■ CONSIGNES:
1: Pour chacune des affirmations suivantes, indiquez par oui ou par non si elle concorde avec l'extrait fourni ci-dessous, en citant les mots décisifs du texte : (a) le phénomène a été observé un dimanche ; (b) le vent décrit provient du Sahara ; (c) la neige a conservé sa couleur.
2: D'après l'extrait fourni ci-dessous, de combien de jours la fonte est-elle anticipée ?
3: Reproduisez à l'identique le passage de l'extrait fourni ci-dessous compris entre « Un bout de France » et « aussi a roussi ! », ces deux bornes incluses.
+++ EXTRAIT FOURNI
Vent de sable et fonte des neiges

Un bout de France s’est réveillé sous un ciel de feu. Ce matin du samedi 6 février 2021, le orange était au-dessus de toutes les têtes dans les Alpes. Après s’être frotté les yeux à plusieurs reprises, le nez collé à la fenêtre, nous sommes nombreux à avoir cru comprendre : un vent de sable, bien sûr ! Mais si : du vent qui vient du Sahara et apporte avec lui des poussières orange, qui retombent ensuite sur les montagnes. Simple oui, mais pas anodin.

Après avoir photographié l’évènement sous toutes les coutures, façon sépia naturel, garanti sans filtre, c’est en baissant la tête que l’effet wahou s’est volatilisé. Bon sang, mais la neige aussi a roussi !

une fonte anticipée de 38 jours !
++++++
+++ JEU DE DONNÉES
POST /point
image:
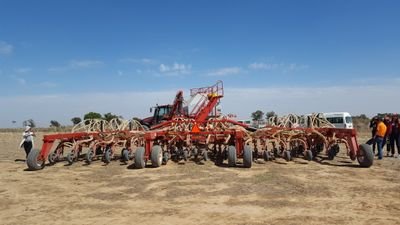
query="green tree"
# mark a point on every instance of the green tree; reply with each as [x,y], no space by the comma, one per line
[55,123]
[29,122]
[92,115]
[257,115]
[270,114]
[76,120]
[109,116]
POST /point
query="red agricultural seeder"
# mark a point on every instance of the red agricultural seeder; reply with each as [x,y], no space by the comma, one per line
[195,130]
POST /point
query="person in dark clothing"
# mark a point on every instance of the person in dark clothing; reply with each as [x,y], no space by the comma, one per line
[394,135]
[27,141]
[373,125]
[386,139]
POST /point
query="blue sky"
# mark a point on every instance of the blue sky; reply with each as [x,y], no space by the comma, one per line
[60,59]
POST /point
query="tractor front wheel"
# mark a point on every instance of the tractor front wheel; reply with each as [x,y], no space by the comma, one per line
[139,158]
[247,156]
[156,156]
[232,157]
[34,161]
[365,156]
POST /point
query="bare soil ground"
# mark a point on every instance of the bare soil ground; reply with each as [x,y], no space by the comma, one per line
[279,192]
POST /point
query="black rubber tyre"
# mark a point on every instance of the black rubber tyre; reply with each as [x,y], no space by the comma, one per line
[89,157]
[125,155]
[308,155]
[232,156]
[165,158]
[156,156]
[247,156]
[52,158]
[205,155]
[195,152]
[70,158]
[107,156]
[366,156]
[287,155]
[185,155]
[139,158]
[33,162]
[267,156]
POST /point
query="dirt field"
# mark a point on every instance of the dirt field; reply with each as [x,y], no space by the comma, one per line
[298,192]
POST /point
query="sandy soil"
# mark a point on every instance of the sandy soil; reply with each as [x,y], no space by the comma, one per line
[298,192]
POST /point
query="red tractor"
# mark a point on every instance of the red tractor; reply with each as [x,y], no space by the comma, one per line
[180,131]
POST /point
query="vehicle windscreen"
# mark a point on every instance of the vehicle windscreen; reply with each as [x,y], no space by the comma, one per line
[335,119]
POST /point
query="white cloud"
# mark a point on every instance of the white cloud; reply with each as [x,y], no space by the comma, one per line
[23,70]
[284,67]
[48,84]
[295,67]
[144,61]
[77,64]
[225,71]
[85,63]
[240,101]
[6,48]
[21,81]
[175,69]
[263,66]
++++++
■ RÉPONSES:
1:
(a) Non : « Ce matin du samedi 6 février 2021 ».
(b) Oui : « du vent qui vient du Sahara et apporte avec lui des poussières orange ».
(c) Non : « Bon sang, mais la neige aussi a roussi ! »

2: De 38 jours.

3:
Un bout de France s’est réveillé sous un ciel de feu. Ce matin du samedi 6 février 2021, le orange était au-dessus de toutes les têtes dans les Alpes. Après s’être frotté les yeux à plusieurs reprises, le nez collé à la fenêtre, nous sommes nombreux à avoir cru comprendre : un vent de sable, bien sûr ! Mais si : du vent qui vient du Sahara et apporte avec lui des poussières orange, qui retombent ensuite sur les montagnes. Simple oui, mais pas anodin.

Après avoir photographié l’évènement sous toutes les coutures, façon sépia naturel, garanti sans filtre, c’est en baissant la tête que l’effet wahou s’est volatilisé. Bon sang, mais la neige aussi a roussi !